→ Instructions to follow: Output the material exactly, line by line.

→ Records to use:
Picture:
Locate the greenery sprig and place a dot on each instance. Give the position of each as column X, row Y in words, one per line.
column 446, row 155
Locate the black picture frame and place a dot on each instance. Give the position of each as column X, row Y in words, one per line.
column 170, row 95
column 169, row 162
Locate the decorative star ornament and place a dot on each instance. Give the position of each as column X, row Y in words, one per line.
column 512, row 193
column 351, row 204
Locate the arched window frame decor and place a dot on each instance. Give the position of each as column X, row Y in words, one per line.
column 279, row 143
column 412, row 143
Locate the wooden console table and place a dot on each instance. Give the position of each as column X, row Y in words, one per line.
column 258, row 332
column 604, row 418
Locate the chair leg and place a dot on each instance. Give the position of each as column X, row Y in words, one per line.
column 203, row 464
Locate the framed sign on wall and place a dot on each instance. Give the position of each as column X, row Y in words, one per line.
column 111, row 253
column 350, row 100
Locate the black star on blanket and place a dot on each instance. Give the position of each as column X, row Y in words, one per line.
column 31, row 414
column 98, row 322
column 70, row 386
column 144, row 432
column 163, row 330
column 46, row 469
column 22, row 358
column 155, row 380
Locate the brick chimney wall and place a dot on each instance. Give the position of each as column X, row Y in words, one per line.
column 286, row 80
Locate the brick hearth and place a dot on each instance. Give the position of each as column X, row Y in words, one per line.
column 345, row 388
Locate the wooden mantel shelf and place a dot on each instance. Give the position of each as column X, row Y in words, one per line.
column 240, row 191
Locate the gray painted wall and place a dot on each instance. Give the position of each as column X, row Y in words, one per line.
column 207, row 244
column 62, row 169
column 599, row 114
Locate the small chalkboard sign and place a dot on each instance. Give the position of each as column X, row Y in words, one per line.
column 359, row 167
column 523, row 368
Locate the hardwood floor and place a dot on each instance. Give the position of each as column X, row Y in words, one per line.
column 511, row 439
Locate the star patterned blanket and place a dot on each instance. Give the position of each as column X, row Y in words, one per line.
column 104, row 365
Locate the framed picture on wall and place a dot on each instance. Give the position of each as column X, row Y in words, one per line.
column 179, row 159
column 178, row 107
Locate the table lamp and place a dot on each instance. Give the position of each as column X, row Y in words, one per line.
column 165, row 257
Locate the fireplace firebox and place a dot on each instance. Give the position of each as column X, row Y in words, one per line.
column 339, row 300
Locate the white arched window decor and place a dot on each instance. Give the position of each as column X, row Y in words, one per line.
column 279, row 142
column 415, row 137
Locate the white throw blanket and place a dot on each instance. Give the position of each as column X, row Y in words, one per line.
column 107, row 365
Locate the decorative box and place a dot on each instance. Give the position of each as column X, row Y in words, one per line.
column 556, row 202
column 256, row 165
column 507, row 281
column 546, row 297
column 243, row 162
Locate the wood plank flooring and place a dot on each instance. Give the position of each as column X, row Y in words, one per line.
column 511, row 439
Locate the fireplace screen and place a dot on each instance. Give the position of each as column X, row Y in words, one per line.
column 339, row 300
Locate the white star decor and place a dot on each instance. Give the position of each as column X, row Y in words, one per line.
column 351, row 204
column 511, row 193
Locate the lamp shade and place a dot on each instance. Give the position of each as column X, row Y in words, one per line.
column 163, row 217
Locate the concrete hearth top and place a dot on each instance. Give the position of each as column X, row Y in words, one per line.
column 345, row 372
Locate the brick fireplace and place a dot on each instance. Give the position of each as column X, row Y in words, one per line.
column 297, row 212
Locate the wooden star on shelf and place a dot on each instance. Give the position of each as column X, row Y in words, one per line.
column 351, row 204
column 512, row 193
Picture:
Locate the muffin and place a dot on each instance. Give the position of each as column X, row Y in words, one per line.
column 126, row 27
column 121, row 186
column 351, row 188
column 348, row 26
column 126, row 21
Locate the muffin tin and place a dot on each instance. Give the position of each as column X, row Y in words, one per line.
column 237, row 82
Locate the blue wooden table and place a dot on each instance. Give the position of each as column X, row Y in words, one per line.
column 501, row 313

→ Expected answer:
Picture:
Locate the greenery sprig and place a dot on each instance. Give the position of each as column X, row Y in words, one per line.
column 446, row 155
Locate the black picture frame and place a dot on each instance. Give the position of each as column X, row Y in words, one per line.
column 170, row 95
column 169, row 162
Locate the decorative star ornament and place a dot on each instance. Give the position of each as column X, row Y in words, one per line.
column 512, row 193
column 351, row 204
Locate the arched window frame decor and place a dot on each instance. Give the position of each as column X, row Y in words, one per line.
column 279, row 143
column 412, row 143
Locate the wooden console table and place a dot on each instance. Give the position of each as column X, row Y in words, one per line.
column 258, row 332
column 604, row 418
Locate the chair leg and place a dot on each instance. Give the position of each as column X, row Y in words, one per line.
column 203, row 464
Locate the framed sign on wall and place a dot on each instance. Give the position of each as column X, row Y in words, one per line.
column 111, row 253
column 350, row 100
Locate the black star on blanket and place a dot on each instance. Give the position of each as column X, row Y in words, one per line.
column 31, row 414
column 98, row 322
column 70, row 386
column 144, row 432
column 163, row 330
column 46, row 469
column 22, row 358
column 155, row 380
Locate the brick chimney wall and place a dot on each instance. Give the position of each as column X, row Y in words, one per line.
column 286, row 80
Locate the brick hearth and place a dot on each instance. Give the position of each as column X, row Y in words, one per line.
column 345, row 388
Locate the wooden mantel shelf and place a dot on each instance. Give the position of each as column X, row Y in words, one per line.
column 240, row 191
Locate the gray painted wall and place a dot on each instance. Give the position of each as column X, row Y in words, one per line.
column 207, row 244
column 62, row 169
column 599, row 114
Locate the small chalkboard sign and place a dot on each instance. Give the position of each as column X, row Y in words, one per line.
column 359, row 167
column 523, row 368
Locate the hardwood floor and place a dot on each instance. Give the position of each as column X, row Y in words, one per line.
column 511, row 439
Locate the star patterned blanket and place a dot on each instance. Give the position of each as column X, row Y in words, one per line.
column 104, row 365
Locate the framed picture on wall and place a dot on each instance. Give the position of each as column X, row Y in words, one per line.
column 179, row 159
column 178, row 107
Locate the table lamp and place a dot on each instance. Give the position of each as column X, row Y in words, one per line.
column 165, row 257
Locate the fireplace firebox and place a dot on each instance. Give the position of each as column X, row Y in words, one per line.
column 339, row 300
Locate the white arched window decor and place a dot on each instance. Give the position of each as column X, row Y in words, one per line.
column 279, row 142
column 415, row 137
Locate the white throw blanket and place a dot on each instance. Give the position of each as column X, row Y in words, one per line.
column 107, row 365
Locate the decorative box and place a dot on each instance. Give the position of each as column X, row Y in words, one per line.
column 556, row 202
column 256, row 165
column 507, row 281
column 546, row 297
column 243, row 162
Locate the wood plank flooring and place a dot on each instance. Give the position of each as column X, row Y in words, one per line.
column 511, row 439
Locate the fireplace screen and place a dot on each instance. Give the position of each as column X, row Y in words, one per line.
column 339, row 300
Locate the white star decor and place a dot on each instance. Give the position of each as column X, row Y in words, one per line.
column 351, row 204
column 511, row 193
Locate the lamp shade and place a dot on each instance. Give the position of each as column X, row Y in words, one per line.
column 163, row 217
Locate the concrete hearth top and place a dot on each instance. Give the position of each as column X, row Y in words, one per line.
column 345, row 372
Locate the brick fireplace and place a dot on each instance. Give the position of each as column X, row Y in words, one per line.
column 297, row 212
Locate the wooden star on shelf and place a dot on each instance. Give the position of each as column X, row Y in words, one per line.
column 351, row 204
column 512, row 193
Picture:
Locate the muffin and place a dot on each instance. Give the position of each as column X, row Y in words, one per line.
column 126, row 27
column 121, row 186
column 351, row 188
column 348, row 26
column 126, row 21
Locate the muffin tin and place a dot on each instance. Give the position of each as column X, row Y in words, one per line.
column 237, row 82
Locate the blue wooden table and place a dot on each instance. Give the position of each as column X, row Y in words, one per line.
column 501, row 313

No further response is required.